— Short problem a —
Which lines of the records contain the string "bowl"? Collect each of those lines and copy it out unchanged.

— Passage provided —
# To Mod, Or Not To Mod: Dual Rectifier Effects Loop



## Zepp88 (Jun 24, 2008)

Instead of dealing with balancing all the levels, dealing with the phase issues, and not getting as good of a tone as I get with nothing in the loop, should I just mod the damned thing?

Basically this is a pros, cons, and what-to-expect thread, and is it easy enough to do on my own?

I don't need to be able to switch the loop on and off, but I DO need the master volume control.

So, for those of you who have had this mod done, is it worth it?


----------



## The Trooper (Jun 25, 2008)

I was going to mod the Racktifier's loop to serial, but I'm getting pretty good results as is. My advice: keep tweaking.


----------



## turmoil (Jun 25, 2008)

i've been going through the same thing with my recto. the effects loop, to me anyway, is more or less just a big pain in the ass. 

i would personally get the mod to make it serial and have it done by Voodoo Amps because i'm a fan of their work. The only thing keeping me from doing that is that i know someday i want to own an older 2 channel recto with the serial loop. you could always try going that route


----------



## noodles (Jun 25, 2008)

If you mod your amp, then the loop will ALWAYS be in. You loose the ability to switch it in and out.

Honestly, I'd keep playing around with it.


----------



## Matt Crooks (Jun 25, 2008)

What effects are you running in the loop that you are getting phase issues?


----------



## Drew (Jun 25, 2008)

I've had trouble with my delay - basically, I have to set the mix to 100% because otherwise there's audible phasing. The problem I suspect is that I can't set the delay to wet only, so simply buying a different delay might be the answer.

— Data for processing —
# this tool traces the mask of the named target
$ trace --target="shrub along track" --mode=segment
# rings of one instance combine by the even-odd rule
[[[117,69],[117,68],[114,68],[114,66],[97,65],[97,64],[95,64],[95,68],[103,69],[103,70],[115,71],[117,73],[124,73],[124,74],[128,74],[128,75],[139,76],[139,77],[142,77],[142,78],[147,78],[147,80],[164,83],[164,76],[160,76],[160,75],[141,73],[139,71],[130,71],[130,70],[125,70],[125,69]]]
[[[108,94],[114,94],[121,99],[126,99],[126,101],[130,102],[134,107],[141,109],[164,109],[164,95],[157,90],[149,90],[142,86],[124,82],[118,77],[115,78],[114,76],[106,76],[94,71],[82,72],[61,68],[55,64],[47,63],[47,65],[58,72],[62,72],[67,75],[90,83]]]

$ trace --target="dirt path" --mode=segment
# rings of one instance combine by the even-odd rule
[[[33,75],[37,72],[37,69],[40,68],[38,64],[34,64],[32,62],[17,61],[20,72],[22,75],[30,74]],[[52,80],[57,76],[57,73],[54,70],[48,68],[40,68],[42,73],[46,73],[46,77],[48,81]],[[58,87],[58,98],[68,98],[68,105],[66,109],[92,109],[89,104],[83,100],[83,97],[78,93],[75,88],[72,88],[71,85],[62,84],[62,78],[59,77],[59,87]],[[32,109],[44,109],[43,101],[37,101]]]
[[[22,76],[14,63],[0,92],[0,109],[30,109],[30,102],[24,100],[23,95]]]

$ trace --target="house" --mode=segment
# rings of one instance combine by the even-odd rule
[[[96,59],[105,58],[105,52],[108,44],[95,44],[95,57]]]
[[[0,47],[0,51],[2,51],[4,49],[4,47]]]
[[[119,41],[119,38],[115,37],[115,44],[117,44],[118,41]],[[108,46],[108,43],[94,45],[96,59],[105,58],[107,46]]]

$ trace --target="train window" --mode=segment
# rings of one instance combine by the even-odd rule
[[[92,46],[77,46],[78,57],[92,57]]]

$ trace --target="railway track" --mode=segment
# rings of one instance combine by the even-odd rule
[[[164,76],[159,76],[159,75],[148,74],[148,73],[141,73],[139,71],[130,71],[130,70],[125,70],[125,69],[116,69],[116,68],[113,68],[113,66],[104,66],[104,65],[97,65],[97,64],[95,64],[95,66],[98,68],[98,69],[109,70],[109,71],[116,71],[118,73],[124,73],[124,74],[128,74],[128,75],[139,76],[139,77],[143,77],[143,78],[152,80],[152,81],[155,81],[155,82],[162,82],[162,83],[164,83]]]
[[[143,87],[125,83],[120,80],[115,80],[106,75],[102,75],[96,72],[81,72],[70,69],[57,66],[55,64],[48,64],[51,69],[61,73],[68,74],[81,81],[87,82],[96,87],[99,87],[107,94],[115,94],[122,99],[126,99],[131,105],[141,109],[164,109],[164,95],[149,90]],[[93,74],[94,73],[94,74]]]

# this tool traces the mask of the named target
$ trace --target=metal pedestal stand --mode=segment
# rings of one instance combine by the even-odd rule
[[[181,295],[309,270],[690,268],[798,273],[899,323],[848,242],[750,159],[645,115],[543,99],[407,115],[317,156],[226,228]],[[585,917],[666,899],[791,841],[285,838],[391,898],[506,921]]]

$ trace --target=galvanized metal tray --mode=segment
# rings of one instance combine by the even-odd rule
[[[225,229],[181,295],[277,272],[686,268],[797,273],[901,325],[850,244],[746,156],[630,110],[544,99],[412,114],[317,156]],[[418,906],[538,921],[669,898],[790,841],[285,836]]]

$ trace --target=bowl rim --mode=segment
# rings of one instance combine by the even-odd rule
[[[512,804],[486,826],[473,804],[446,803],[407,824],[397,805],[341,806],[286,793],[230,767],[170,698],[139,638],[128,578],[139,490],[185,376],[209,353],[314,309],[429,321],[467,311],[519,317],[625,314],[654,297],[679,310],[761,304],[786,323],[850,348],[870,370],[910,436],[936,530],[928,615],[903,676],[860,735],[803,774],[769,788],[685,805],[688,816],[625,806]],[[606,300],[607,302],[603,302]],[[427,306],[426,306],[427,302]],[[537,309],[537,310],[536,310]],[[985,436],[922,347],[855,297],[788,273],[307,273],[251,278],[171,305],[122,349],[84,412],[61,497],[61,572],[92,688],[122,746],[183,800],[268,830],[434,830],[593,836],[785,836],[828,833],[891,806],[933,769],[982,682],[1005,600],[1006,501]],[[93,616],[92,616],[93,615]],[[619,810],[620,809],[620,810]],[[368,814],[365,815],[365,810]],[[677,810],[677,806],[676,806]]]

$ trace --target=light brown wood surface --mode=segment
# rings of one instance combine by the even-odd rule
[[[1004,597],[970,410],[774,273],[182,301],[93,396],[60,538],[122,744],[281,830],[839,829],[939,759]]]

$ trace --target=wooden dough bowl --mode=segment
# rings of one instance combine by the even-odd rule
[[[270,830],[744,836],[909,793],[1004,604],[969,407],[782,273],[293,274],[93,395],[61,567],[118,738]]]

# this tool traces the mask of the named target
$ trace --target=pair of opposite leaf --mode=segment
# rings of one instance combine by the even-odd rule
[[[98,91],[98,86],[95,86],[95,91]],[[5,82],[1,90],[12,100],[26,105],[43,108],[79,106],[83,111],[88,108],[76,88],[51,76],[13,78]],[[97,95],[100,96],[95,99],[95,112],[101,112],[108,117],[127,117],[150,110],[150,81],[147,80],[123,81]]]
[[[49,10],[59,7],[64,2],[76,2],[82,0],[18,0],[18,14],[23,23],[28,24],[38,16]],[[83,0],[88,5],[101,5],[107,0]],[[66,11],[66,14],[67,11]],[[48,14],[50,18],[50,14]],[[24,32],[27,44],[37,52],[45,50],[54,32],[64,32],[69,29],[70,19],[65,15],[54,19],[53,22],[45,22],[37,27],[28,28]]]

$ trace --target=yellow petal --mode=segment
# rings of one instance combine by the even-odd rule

— Short problem b —
Can you retype the whole Dual Rectifier effects loop thread above, word for word?

— Task answer a —
$ trace --target=bowl rim --mode=segment
$ trace --target=wooden dough bowl --mode=segment

— Task answer b —
# To Mod, Or Not To Mod: Dual Rectifier Effects Loop



## Zepp88 (Jun 24, 2008)

Instead of dealing with balancing all the levels, dealing with the phase issues, and not getting as good of a tone as I get with nothing in the loop, should I just mod the damned thing?

Basically this is a pros, cons, and what-to-expect thread, and is it easy enough to do on my own?

I don't need to be able to switch the loop on and off, but I DO need the master volume control.

So, for those of you who have had this mod done, is it worth it?


----------



## The Trooper (Jun 25, 2008)

I was going to mod the Racktifier's loop to serial, but I'm getting pretty good results as is. My advice: keep tweaking.


----------



## turmoil (Jun 25, 2008)

i've been going through the same thing with my recto. the effects loop, to me anyway, is more or less just a big pain in the ass. 

i would personally get the mod to make it serial and have it done by Voodoo Amps because i'm a fan of their work. The only thing keeping me from doing that is that i know someday i want to own an older 2 channel recto with the serial loop. you could always try going that route


----------



## noodles (Jun 25, 2008)

If you mod your amp, then the loop will ALWAYS be in. You loose the ability to switch it in and out.

Honestly, I'd keep playing around with it.


----------



## Matt Crooks (Jun 25, 2008)

What effects are you running in the loop that you are getting phase issues?


----------



## Drew (Jun 25, 2008)

I've had trouble with my delay - basically, I have to set the mix to 100% because otherwise there's audible phasing. The problem I suspect is that I can't set the delay to wet only, so simply buying a different delay might be the answer.